Texte fourni:

Le maître livre de la lutte contre l’esclavage demeure pourtant, à mes yeux, le terrible et éblouissant roman de Russell Banks, Pourfendeur de nuages (Actes sud/Leméac). Ce sont 800 pages nerveuses, brutales, lyriques, lourdes des exigences d’une foi primaire, mais généreuse. Les esclaves y sont soutenus, guidés, littéralement portés d’étape en étape jusqu’au bon côté de la frontière canadienne, là où, pourtant, les attend l’univers décrit par Hill. La Bible, écartelée par des lectures débridées, laboure les consciences et incite à toutes les démesures.

Récemment ressuscité par la collection Les livres qui ont changé le monde, un texte courageux porte la griffe de Condorcet: Réflexions sur l’esclavage des Nègres (Le Monde/Flammarion). Au moment où Condorcet rédige son argumentation de scientifique contre la traite des esclaves, la France s’approche des tourments de la Révolution. Riches, nobles et clercs défendent leurs privilèges. L’idée de se priver des revenus massifs d’un commerce déshonorant ne plaît ni à Bordeaux ni à La Rochelle. Condorcet, de comportement douteux à l’occasion, montre ici son meilleur visage.

Le racisme, petit cousin de l’esclavage, fait aussi partie de notre Histoire. Il est viscéral, hypocrite, pénétrant comme une humidité malsaine. Dès le premier tome de son Histoire du Manitoba français (Du blé), Jacqueline Blay rend tangible le racisme des Blancs de l’Est qui a empêché Louis Riel de donner à son peuple un pays tolérant et respectueux des langues et des religions. Une documentation rajeunie, vivante, inégalée. Ce racisme, Lawrence Hill le retrouve cent ans après Riel. Quinze ans avant Aminata, il écrivait De grandes choses (Du blé), un roman humain, brillant, audacieux dans lequel un jeune journaliste, noir de peau et baptisé Mahatma Grafton, affronte les préjugés d’un Winnipeg récent et ceux d’un milieu journalistique mesquin et malhonnête.

Se culpabiliser? Peut-être pas, mais vérifier ses placards.

P.-S. Mon dernier billet attribuait bêtement les «Rougon-Marquart» à Balzac plutôt qu’à Zola. Je demande à mon ami Émile de me pardonner et à un autre ami, Sigmund Freud, d’expliquer mon lapsus.

Données sources:
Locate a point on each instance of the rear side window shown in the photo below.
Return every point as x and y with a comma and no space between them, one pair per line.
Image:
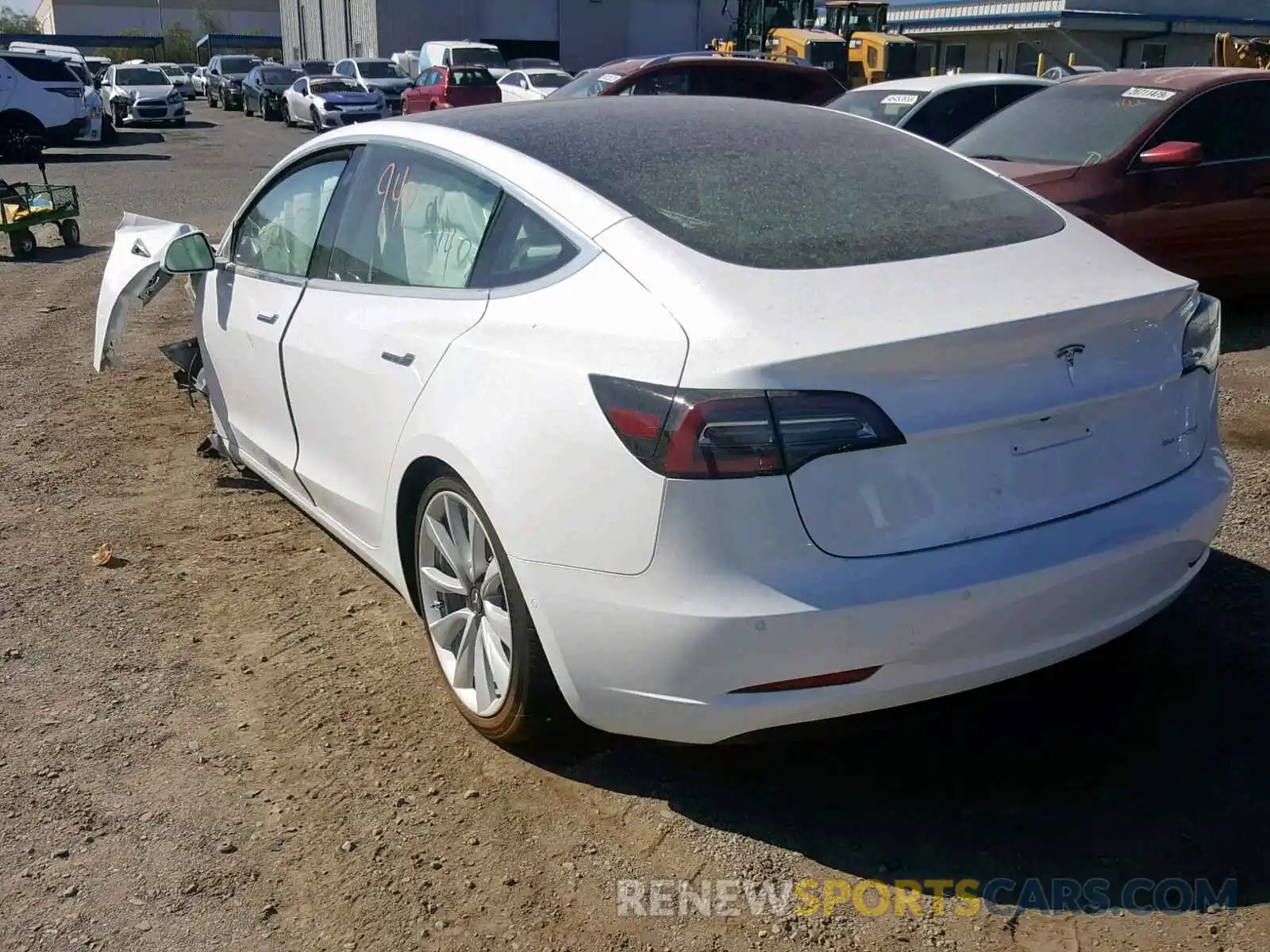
857,194
41,69
521,248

Consignes:
1. Donnez sans aucune modification le passage du texte fourni allant de « Récemment ressuscité par » à « son meilleur visage. ».
2. Restituez mot pour mot l'ensemble des lignes du listing, en laissant les images de côté.

Réponses:
1.
Récemment ressuscité par la collection Les livres qui ont changé le monde, un texte courageux porte la griffe de Condorcet: Réflexions sur l’esclavage des Nègres (Le Monde/Flammarion). Au moment où Condorcet rédige son argumentation de scientifique contre la traite des esclaves, la France s’approche des tourments de la Révolution. Riches, nobles et clercs défendent leurs privilèges. L’idée de se priver des revenus massifs d’un commerce déshonorant ne plaît ni à Bordeaux ni à La Rochelle. Condorcet, de comportement douteux à l’occasion, montre ici son meilleur visage.

2.
Locate a point on each instance of the rear side window shown in the photo below.
Return every point as x and y with a comma and no space between them, one pair per line.
Image:
857,194
41,69
521,248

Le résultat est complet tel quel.